■ Page excerpt:
---*---

Kutná Hora (; medieval Czech: Hory Kutné; ) is a town in the Central Bohemian Region of the Czech Republic. It has about 20,000 inhabitants. The centre of Kutná Hora, including the Sedlec Abbey and its ossuary, was designated a UNESCO World Heritage Site in 1995 because of its outstanding architecture and its influence on subsequent architectural developments in other Central European city centres. Since 1961, the town centre is also protected by law as an urban monument reservation, the fourth largest in the country.

Administrative parts
The town is made up of twelve town parts and villages:

Kutná Hora-Vnitřní Město
Hlouška
Kaňk
Karlov
Malín
Neškaredice
Perštejnec
Poličany
Sedlec
Šipší
Vrchlice
Žižkov

Geography
Kutná Hora is located about  east of Prague. It lies on the Vrchlice stream. The eastern part of the municipal territory lies in a flat agricultural landscape of the Central Elbe Table lowland. The western part lies in the Upper Sázava Hills and includes the highest point of Kutná Hora, the hill Malý Kuklík at .

History

Bronze Age and Iron Age
Archaeological finds show that the area around the Kaňk hill was populated by Celts during the Hallstatt and La Tène periods. At the Celtic settlement site between Libenice and Kaňk, numerous ceramic finds from the 5th–1st century BC were discovered in 1981. One of the most important finds is a smelting furnace with 10 kg of slag from the 2nd–1st century BC with traces of pyrrhotine, chalcopyrite, sphalerite and copper, which also testify to early underground mining in the Kaňk hill.

Establishment

The earliest traces of silver have been found dating back to the 10th century, when Bohemia already had been in the crossroads of long-distance trade for many centuries. Silver dinars have been discovered belonging to the period between 982 and 995 in the settlement of Malín, which is now a part of Kutná Hora.

The town began in 1142 with the settlement of Sedlec Abbey, the first Cistercian monastery in Bohemia. The Cistercian order based in the Sedlec Monastery was brought from the Imperial immediate Cistercian Waldsassen Abbey in Bavaria, Germany, close to the border with the Czech Republic. By 1260, German miners began to mine for silver in the mountain region, which they named Kuttenberg, and which was part of the monastery property. The name of the mountain is said to have derived from the monks' cowls (the Kutten) or from the word mining (kutání in old Czech).

Middle Ages
From the 13th to 16th centuries, the town competed with Prague economically, culturally, and politically. Under Abbot , the territory greatly advanced due to the silver mines which gained importance during the economic boom of the 13th century.

---*---

■ The task: Reproduce the passage of the Kutná Hora article that begins at "Middle Ages" and stops after "the 13th century.", renaming "economic boom" to "economic expansion".

■ Available data:
---*---

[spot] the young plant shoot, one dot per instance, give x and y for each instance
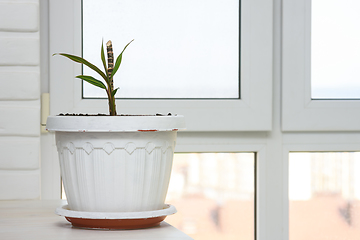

---*---

■ Response below:
Middle Ages
From the 13th to 16th centuries, the town competed with Prague economically, culturally, and politically. Under Abbot , the territory greatly advanced due to the silver mines which gained importance during the economic expansion of the 13th century.